Identify each line in the records that contains the word "light" and copy those lines.

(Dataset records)
+ + + + + + +

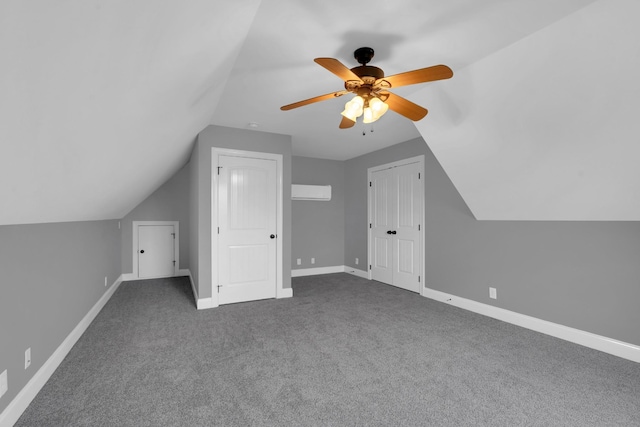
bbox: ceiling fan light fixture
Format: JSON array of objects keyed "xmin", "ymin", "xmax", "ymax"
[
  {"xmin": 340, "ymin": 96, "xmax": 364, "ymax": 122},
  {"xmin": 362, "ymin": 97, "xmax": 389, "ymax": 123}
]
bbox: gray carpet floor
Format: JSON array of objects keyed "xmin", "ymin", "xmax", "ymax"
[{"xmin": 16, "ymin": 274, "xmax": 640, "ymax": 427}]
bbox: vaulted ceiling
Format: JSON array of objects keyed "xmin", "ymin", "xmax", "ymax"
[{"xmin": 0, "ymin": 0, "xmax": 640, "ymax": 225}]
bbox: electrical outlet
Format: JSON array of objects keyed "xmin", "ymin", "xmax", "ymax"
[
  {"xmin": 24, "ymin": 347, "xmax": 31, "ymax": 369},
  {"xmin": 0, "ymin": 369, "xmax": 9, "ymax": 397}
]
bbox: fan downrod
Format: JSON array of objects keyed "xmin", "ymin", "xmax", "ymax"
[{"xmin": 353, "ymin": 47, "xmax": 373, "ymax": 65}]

+ + + + + + +

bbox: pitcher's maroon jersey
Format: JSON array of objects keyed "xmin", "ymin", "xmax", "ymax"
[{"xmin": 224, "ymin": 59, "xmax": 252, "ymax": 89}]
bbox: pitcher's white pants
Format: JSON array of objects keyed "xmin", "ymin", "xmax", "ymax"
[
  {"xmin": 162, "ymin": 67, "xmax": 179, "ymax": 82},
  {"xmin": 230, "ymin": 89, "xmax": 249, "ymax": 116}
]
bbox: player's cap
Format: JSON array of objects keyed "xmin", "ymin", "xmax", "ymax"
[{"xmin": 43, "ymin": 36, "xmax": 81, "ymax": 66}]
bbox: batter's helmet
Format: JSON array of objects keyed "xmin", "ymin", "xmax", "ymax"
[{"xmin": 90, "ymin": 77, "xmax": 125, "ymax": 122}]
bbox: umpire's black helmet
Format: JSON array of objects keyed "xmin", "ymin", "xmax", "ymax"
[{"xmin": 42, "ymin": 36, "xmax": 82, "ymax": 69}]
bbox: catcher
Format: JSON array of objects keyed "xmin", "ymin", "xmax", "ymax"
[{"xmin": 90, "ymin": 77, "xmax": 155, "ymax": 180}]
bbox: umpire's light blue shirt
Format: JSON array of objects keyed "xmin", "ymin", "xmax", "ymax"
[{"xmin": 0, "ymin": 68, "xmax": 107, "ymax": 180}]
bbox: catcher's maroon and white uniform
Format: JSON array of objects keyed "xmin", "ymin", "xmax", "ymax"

+ + + + + + +

*Solution for this exercise*
bbox: ceiling fan light fixture
bbox: umpire's light blue shirt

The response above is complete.